SHORT TASK:
Recast the stretch of the records from the line containing "of the dark" through the line containing "M 402 104 L 484 201 L 484 26 L 380 34 Z" as a numbered list, leaving out any blank lines.

Segmentation data:
------------------------------------------------------------------------
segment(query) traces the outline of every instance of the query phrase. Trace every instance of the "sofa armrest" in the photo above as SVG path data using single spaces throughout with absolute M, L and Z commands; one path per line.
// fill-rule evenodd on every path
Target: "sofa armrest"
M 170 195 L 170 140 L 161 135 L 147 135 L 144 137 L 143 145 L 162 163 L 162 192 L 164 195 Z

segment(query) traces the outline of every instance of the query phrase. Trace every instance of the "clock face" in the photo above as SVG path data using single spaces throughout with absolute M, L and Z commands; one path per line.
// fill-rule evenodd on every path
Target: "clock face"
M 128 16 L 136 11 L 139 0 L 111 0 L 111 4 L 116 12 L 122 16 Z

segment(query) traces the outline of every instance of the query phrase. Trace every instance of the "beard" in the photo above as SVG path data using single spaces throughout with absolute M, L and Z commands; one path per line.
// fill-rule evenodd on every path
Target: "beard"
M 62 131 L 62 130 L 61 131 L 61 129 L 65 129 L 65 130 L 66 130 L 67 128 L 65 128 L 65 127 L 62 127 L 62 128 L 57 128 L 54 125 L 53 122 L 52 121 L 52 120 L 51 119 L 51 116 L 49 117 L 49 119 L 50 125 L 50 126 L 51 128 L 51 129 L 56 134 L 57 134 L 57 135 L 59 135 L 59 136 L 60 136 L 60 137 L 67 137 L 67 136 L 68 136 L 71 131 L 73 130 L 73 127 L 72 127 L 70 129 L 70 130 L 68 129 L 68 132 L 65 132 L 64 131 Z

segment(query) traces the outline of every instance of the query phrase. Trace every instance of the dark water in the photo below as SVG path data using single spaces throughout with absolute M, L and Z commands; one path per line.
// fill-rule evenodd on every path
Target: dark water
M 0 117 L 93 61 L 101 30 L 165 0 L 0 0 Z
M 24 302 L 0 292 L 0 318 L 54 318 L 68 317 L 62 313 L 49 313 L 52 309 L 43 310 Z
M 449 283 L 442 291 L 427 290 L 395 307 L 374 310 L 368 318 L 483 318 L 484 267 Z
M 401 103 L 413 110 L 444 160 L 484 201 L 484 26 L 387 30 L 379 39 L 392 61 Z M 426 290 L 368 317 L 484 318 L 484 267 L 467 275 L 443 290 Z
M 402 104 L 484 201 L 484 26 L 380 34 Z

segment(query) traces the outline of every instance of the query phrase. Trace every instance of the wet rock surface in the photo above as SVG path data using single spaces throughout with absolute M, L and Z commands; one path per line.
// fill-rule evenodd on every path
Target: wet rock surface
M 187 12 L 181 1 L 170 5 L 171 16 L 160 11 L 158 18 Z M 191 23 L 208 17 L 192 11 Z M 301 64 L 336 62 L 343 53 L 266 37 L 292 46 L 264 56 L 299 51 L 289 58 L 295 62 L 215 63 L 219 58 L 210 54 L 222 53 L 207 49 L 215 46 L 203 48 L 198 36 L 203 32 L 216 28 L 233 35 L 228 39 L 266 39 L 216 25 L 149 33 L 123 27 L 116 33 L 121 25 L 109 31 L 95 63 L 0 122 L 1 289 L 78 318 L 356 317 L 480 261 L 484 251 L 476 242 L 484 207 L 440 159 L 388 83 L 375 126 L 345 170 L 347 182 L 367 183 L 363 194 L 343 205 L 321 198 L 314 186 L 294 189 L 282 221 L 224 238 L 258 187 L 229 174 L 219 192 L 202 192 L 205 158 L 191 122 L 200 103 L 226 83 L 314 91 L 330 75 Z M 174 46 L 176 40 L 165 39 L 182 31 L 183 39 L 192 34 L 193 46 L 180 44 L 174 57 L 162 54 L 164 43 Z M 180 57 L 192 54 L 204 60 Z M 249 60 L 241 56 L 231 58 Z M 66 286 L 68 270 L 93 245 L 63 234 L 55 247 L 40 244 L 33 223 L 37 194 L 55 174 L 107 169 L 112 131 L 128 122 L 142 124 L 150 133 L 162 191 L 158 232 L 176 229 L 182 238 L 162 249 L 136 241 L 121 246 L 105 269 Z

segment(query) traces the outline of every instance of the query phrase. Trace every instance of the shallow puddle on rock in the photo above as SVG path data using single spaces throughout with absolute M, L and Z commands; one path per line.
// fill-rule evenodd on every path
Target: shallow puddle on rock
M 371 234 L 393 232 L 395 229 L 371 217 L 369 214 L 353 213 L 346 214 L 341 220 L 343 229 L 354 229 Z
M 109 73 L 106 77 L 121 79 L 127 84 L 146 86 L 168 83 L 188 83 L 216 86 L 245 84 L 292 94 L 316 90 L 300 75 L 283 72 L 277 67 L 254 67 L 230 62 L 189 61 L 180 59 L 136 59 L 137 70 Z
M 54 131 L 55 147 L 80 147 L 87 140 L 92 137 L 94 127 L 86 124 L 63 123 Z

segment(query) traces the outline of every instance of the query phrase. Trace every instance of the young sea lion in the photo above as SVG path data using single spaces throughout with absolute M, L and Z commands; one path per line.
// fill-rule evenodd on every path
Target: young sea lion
------------------------------------------------------------------------
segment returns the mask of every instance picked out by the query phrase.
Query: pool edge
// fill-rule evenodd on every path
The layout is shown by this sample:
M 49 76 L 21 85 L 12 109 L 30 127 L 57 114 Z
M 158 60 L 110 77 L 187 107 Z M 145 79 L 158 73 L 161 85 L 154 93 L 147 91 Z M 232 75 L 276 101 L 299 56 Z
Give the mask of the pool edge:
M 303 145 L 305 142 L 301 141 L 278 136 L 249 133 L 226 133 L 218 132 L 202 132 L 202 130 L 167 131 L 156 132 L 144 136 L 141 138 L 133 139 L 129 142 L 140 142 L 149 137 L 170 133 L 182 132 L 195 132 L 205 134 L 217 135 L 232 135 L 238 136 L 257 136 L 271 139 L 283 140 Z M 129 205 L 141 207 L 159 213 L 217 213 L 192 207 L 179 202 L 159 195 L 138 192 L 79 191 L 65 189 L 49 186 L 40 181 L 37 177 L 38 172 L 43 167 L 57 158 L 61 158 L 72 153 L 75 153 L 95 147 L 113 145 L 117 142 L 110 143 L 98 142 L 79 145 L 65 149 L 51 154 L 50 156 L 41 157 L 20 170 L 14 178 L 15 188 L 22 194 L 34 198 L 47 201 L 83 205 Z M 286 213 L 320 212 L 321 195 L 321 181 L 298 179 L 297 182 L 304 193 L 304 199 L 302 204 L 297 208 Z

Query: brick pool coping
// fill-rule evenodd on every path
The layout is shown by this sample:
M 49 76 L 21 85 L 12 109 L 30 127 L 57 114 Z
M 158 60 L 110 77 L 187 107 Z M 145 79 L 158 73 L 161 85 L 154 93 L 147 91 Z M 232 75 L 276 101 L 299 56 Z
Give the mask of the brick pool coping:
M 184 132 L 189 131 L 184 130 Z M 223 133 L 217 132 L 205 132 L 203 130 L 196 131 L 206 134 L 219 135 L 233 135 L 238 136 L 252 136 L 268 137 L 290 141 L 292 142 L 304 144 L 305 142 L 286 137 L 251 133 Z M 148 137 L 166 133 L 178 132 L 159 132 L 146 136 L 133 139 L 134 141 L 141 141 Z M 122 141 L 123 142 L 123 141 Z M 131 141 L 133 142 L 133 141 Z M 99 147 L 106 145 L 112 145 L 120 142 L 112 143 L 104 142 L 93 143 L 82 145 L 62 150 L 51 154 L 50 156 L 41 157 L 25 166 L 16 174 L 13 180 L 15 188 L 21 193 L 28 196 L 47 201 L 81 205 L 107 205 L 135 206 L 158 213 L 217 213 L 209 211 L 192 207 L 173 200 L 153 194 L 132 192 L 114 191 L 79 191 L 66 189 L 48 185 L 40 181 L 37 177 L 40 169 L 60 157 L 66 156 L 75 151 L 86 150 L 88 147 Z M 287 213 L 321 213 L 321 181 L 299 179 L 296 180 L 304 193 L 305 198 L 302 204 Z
------------------------------------------------------------------------
ANSWER TO THIS PROBLEM:
1. segment(query) traces the outline of every instance of the query phrase. Trace every instance of the dark water in the photo below as SVG path data using single spaces throughout with absolute M, L and Z commands; one path per line.
2. // fill-rule evenodd on every path
3. Target: dark water
4. M 0 117 L 93 61 L 101 30 L 165 0 L 0 0 Z
5. M 24 302 L 0 292 L 0 318 L 54 318 L 68 317 L 62 313 L 49 313 L 52 309 L 43 310 Z
6. M 449 283 L 442 291 L 427 290 L 395 307 L 374 310 L 368 318 L 483 318 L 484 267 Z
7. M 401 103 L 413 110 L 444 160 L 484 201 L 484 26 L 387 30 L 379 39 L 392 61 Z M 426 290 L 368 317 L 484 318 L 484 267 L 467 275 L 443 290 Z
8. M 402 104 L 484 201 L 484 26 L 380 34 Z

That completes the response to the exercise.